*Tarefas do exercício*:
A: Reproduza palavra por palavra o trecho do discurso sobre o Código Civil, de "O problema que" até "de serem feitos.".
B: Escreva a continuação do discurso sobre o Código Civil a partir da última frase apresentada.

*Texto fornecido*:
☆ ☆ ☆ ☆

Mal ou bem, melhor ou pior, sinto-me vinculado no meu mandato à soberana vontade do meu povo e sempre desejei falar aqui a mesma linguagem dos conselhos, que não consente a falsificação de vozes exteriores, interessadas, subordinadas ou postiças.
E é essa vinculação que me dá alguma força representativa, pois a voz da minha consciência ficaria mais fraca se não repercutisse nas lareiras, nos adros e nos pelourinhos da terra transmontana.
O problema que nos põe a presença do Código Civil é, no meu entendimento das circunstâncias, a sua ratificação ou não ratificação.
Ou aceitamos ou rejeitamos, em bloco, o corpo de leis civis que a Assembleia Nacional recebeu das mãos honradas do Sr. Ministro da Justiça.
É que a nossa atitude perante uma obra deste fôlego, perante o monumento jurídico que nos foi presente, não pode considerar a particularização de uma apreciação técnica conducente à verificação da necessidade de emendas do seu articulado.
Eu estaria tentado a dizer, se hoje me fosse permitido usar o conceituoso estilo sancho-cervantino, que os códigos só devem ser emendados antes de serem feitos.

☆ ☆ ☆ ☆

*Trecho dos dados*:
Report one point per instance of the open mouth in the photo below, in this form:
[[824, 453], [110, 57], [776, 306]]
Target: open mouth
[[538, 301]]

☆ ☆ ☆ ☆

*Respostas*:
A:
O problema que nos põe a presença do Código Civil é, no meu entendimento das circunstâncias, a sua ratificação ou não ratificação.
Ou aceitamos ou rejeitamos, em bloco, o corpo de leis civis que a Assembleia Nacional recebeu das mãos honradas do Sr. Ministro da Justiça.
É que a nossa atitude perante uma obra deste fôlego, perante o monumento jurídico que nos foi presente, não pode considerar a particularização de uma apreciação técnica conducente à verificação da necessidade de emendas do seu articulado.
Eu estaria tentado a dizer, se hoje me fosse permitido usar o conceituoso estilo sancho-cervantino, que os códigos só devem ser emendados antes de serem feitos.

B:
O grave sentido das responsabilidades que os supremos arquitectos desta obra documentaram ao longo de vinte anos de trabalho e a humildade com que nos ofereceram o resultado de tamanha vigília obrigam-nos a meditar na dureza do caminho percorrido, ao mesmo tempo que nos interrogamos sobre o assentimento que nos pedem.
Num velho livro de estudo da minha arte, o capítulo «Da Origem do Direito Civil» abre deste jeito:

O primeiro legislador foi Deus; testemunhas são no Testamento Velho Isaías, em o Novo Santiago; e da gentilidade sem lume da fé só com a luz da razão natural Demóstenes, que disse que a lei era um dom de Deus inventado por ele; e Túlio, que era uma razão tirada da mente Divina; e todos os legisladores persuadiam os homens que a lei que lhes davam a recebiam de algum Deus, para que com mais pronto ânimo a abraçassem. Porque a primeira que deu leis aos mortais foi, segundo Deodoro, a Deusa Geres: por isso atribuiu Miros as suas a Júpiter, Licurgo a Apoio, Sólon a Minerva, Zemoláxis a Vesta, Nurma à Ninfa Egéria, e o execrando Mafoma, por conselho de Sérgio, deu a entender, que recebia a sua do Espírito Santo, por meio de uma pomba.

Mas eu não posso subir tão alto e vou conduzir-me como homem, no meio dos homens, à procura das leis que «mexem com a vida de todos nós».
Conta-se que no ano 304 da fundação de Roma, 4748 da criação do Mundo e 451 antes da vinda de Cristo, o povo, que nunca se aquieta, se amotinou, em Roma, e criou tribunos por seus juizes para que capitulassem com os senadores e ambas as partes elegessem legisladores para lhes darem leis.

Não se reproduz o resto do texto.